[Task input]
*** Block opens ***
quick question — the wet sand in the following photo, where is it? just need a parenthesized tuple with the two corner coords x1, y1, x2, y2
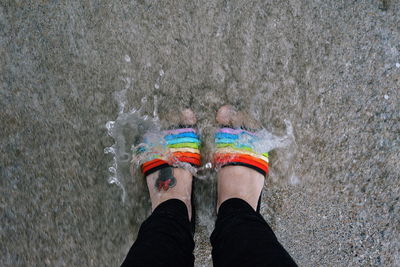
(1, 1, 399, 266)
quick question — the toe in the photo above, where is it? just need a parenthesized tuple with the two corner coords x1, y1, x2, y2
(216, 105, 261, 130)
(180, 108, 197, 126)
(216, 105, 236, 125)
(231, 111, 245, 128)
(216, 105, 247, 128)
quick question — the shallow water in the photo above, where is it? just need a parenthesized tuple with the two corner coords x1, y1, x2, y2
(1, 1, 400, 266)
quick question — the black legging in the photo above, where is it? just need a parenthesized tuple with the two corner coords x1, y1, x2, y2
(121, 198, 297, 267)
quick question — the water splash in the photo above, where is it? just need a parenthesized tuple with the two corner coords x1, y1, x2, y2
(105, 90, 207, 202)
(254, 119, 300, 185)
(252, 120, 294, 153)
(210, 119, 298, 184)
(106, 74, 298, 204)
(105, 90, 160, 202)
(254, 119, 299, 185)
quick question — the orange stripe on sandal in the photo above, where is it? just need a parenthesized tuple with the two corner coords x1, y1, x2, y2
(141, 159, 166, 168)
(214, 154, 268, 174)
(172, 152, 201, 160)
(230, 158, 268, 174)
(215, 153, 268, 167)
(141, 160, 168, 174)
(141, 159, 167, 172)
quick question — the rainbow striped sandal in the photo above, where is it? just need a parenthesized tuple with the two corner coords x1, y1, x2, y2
(213, 127, 269, 176)
(213, 126, 269, 212)
(135, 126, 200, 231)
(137, 126, 201, 179)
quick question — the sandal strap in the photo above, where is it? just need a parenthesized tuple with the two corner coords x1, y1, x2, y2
(213, 127, 269, 176)
(138, 127, 201, 176)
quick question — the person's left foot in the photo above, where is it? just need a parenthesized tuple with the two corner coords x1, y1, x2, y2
(214, 105, 265, 212)
(145, 109, 197, 220)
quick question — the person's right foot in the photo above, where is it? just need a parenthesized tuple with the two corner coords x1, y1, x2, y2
(215, 105, 265, 212)
(144, 109, 198, 220)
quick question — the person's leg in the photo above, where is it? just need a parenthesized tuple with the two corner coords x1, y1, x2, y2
(210, 106, 297, 267)
(211, 167, 296, 267)
(122, 110, 198, 267)
(122, 168, 195, 267)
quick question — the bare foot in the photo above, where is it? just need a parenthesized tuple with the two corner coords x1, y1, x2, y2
(216, 105, 265, 212)
(146, 109, 196, 220)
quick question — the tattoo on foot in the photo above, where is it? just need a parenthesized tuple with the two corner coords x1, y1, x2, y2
(155, 167, 176, 191)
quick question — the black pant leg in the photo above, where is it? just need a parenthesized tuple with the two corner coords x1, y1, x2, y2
(210, 198, 297, 267)
(121, 199, 194, 267)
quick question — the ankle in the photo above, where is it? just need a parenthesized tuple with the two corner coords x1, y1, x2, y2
(217, 166, 264, 212)
(146, 167, 193, 219)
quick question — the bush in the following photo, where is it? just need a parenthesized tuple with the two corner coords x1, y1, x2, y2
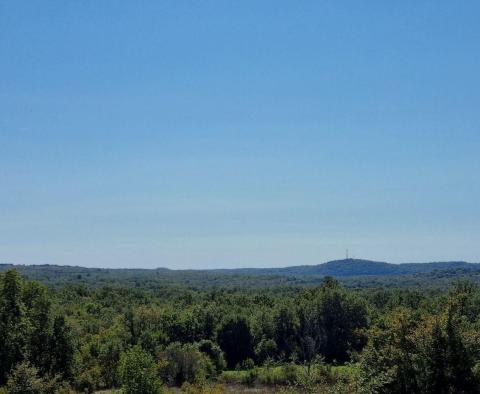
*** Block closes ***
Output, exactly and without pictures, the span of lines that starts at the line containing "quick question — the person's right" and ends at the last line above.

[Response area]
quick question — the person's right foot in the photo above, where is it? just need a parenthesized tuple with the two corner coords x1, y1, x2, y2
(215, 105, 265, 212)
(144, 109, 198, 220)
quick question — the person's leg in the photo above, where is it? just need a parenthesized tuple with the two corner coords x1, y1, x2, y2
(210, 106, 297, 267)
(211, 167, 296, 267)
(122, 110, 198, 267)
(122, 168, 195, 267)
quick question — the bare foot in the photo above, where is it? just need a parenthesized tuple with the two corner coords x1, y1, x2, y2
(216, 105, 265, 212)
(146, 109, 196, 220)
quick question — the tattoo on foot in the photo above, where is it? just need a parenthesized tuple with the two corner coords x1, y1, x2, y2
(155, 167, 176, 191)
quick question — the black pant leg in the photo above, where is it? just need a parenthesized tuple with the two corner coords x1, y1, x2, y2
(210, 198, 297, 267)
(121, 199, 194, 267)
quick question — the ankle in the photo above, where is it? just need a parenthesized tuple with the two corner coords x1, y1, x2, y2
(217, 166, 264, 212)
(146, 167, 193, 219)
quick question — the bush in the following photo, where is it? just need a parenthesized tuple with the two corner coords x1, y1, x2, y2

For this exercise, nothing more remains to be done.